Dataset entries:
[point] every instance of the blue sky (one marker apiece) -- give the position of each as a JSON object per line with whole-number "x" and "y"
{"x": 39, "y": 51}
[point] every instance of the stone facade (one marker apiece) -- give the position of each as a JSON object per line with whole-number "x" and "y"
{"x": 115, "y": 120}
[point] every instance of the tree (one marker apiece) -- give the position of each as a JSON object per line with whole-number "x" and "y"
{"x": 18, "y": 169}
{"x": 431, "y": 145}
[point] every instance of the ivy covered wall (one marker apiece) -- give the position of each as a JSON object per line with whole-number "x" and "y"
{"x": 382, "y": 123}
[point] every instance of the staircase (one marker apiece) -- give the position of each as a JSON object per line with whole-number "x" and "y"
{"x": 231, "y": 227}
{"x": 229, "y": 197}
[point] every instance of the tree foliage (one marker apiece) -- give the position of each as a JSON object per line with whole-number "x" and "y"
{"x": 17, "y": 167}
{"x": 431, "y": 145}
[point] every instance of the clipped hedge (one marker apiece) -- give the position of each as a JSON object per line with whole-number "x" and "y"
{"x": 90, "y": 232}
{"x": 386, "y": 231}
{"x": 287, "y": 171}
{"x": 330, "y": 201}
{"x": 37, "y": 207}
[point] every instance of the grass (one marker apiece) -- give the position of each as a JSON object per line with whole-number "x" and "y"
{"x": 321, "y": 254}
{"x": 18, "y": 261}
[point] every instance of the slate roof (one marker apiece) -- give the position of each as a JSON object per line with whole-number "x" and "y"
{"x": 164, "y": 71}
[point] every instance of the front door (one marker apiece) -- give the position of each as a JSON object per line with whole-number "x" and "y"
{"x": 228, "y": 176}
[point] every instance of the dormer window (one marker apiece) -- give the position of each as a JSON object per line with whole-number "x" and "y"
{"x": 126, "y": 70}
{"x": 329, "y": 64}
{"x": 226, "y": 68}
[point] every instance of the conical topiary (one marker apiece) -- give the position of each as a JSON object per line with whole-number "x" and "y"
...
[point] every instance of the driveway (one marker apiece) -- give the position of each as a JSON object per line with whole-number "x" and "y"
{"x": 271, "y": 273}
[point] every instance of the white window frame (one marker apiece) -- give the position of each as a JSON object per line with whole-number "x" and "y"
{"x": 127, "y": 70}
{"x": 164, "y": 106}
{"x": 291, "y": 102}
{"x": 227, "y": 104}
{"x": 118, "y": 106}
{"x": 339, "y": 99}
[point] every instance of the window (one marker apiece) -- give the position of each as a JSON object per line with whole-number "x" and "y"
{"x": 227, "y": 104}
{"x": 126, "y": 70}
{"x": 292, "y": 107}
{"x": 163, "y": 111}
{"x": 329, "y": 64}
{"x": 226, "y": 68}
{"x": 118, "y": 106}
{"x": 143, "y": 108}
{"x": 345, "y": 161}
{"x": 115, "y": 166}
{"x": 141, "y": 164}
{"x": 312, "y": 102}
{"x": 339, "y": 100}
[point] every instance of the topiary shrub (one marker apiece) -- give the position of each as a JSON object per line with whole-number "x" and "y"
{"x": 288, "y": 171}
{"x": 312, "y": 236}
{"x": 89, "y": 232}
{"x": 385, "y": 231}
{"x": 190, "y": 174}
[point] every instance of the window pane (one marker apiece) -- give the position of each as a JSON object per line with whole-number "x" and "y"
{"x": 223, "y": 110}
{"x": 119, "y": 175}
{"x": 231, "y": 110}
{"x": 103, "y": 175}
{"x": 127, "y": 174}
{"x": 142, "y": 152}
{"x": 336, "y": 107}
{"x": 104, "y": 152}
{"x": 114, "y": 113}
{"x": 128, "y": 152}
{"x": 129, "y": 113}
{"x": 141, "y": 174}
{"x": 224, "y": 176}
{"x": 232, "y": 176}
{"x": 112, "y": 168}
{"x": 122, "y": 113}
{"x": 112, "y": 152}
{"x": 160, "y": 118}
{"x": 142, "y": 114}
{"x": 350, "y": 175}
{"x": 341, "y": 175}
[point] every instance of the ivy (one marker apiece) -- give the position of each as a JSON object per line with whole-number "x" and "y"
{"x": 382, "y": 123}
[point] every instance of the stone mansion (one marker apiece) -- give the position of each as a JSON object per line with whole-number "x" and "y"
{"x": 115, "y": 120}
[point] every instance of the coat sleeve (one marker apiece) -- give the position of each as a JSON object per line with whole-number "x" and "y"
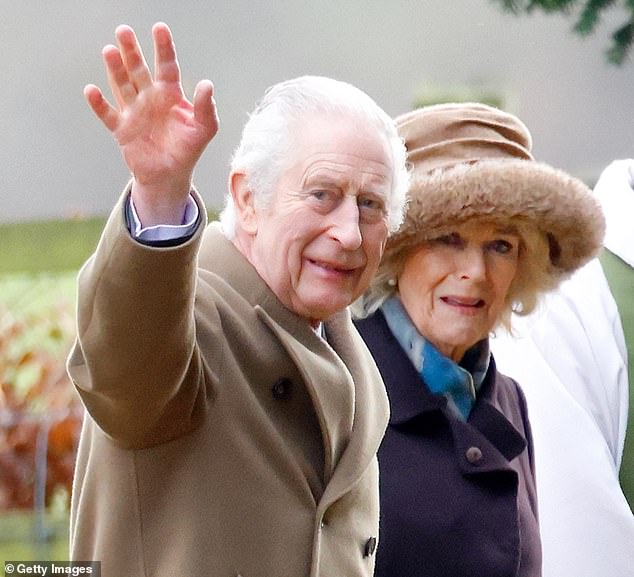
---
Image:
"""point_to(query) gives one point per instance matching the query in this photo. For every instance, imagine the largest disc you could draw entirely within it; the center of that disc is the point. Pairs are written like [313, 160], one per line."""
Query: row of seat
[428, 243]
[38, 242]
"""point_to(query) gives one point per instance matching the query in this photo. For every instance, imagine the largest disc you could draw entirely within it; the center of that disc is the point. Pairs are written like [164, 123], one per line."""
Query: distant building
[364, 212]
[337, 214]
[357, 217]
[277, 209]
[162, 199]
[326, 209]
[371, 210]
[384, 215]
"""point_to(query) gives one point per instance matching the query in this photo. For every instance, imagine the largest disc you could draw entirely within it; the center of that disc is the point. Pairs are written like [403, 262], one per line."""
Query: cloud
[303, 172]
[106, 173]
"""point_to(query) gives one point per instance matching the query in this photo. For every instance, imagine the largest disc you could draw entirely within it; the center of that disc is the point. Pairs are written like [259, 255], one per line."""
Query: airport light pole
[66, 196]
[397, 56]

Assignment:
Look back at the data above. Transcribe exactly the lines starting at the line that contains "Query: row of seat" and ending at the line that contains "[164, 123], one".

Exercise response:
Query: row of seat
[428, 243]
[38, 242]
"""point_to(query) gives one point per instance matching the query in this photo. For every instance, imagine the largest disc you could draw entirely within it; the center of that disc is the point. Pairs are written like [164, 123], one per line."""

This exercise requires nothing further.